▶ [EXERCISE]: Every line below is to be given again precisely; images are to be left out.

▶ [Photo-based referring expression data]:
****************************************

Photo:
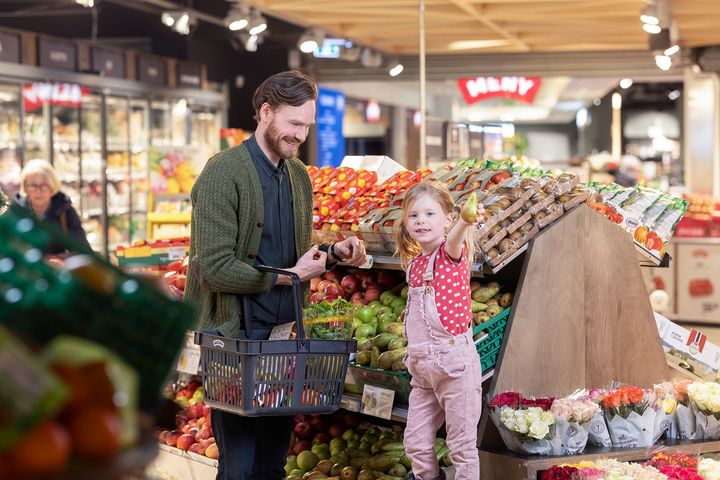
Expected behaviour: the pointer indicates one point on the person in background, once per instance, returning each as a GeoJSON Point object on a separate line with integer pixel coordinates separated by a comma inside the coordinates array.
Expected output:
{"type": "Point", "coordinates": [252, 205]}
{"type": "Point", "coordinates": [40, 193]}
{"type": "Point", "coordinates": [4, 202]}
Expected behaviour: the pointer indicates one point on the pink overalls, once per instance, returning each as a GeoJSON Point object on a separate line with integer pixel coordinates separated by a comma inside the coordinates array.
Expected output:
{"type": "Point", "coordinates": [446, 386]}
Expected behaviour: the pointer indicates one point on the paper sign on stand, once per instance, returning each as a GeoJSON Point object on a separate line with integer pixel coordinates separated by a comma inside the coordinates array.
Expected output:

****************************************

▶ [WRITTEN ANSWER]:
Photo:
Expected behaviour: the pointer indicates one point on the person in background, once per instance, returning each as a GeoJSON Point object on a separate line with integer pixel coordinates separated by a comma inside the coordinates array.
Expected output:
{"type": "Point", "coordinates": [252, 205]}
{"type": "Point", "coordinates": [40, 193]}
{"type": "Point", "coordinates": [4, 202]}
Expected behaviour: the pointer indicates one point on the pink overalls, once per instance, returning each as a GeoJSON Point object on a separate line with integer pixel coordinates separated by a comma inside the coordinates array.
Expected output:
{"type": "Point", "coordinates": [446, 386]}
Expected behaviour: the pointer indicates one point on the paper sign on stand, once per instance, returning each as a GeoJSON Point object on a separate line with integer pixel coordinates separated by a comma inside the coordinates array.
Expected output:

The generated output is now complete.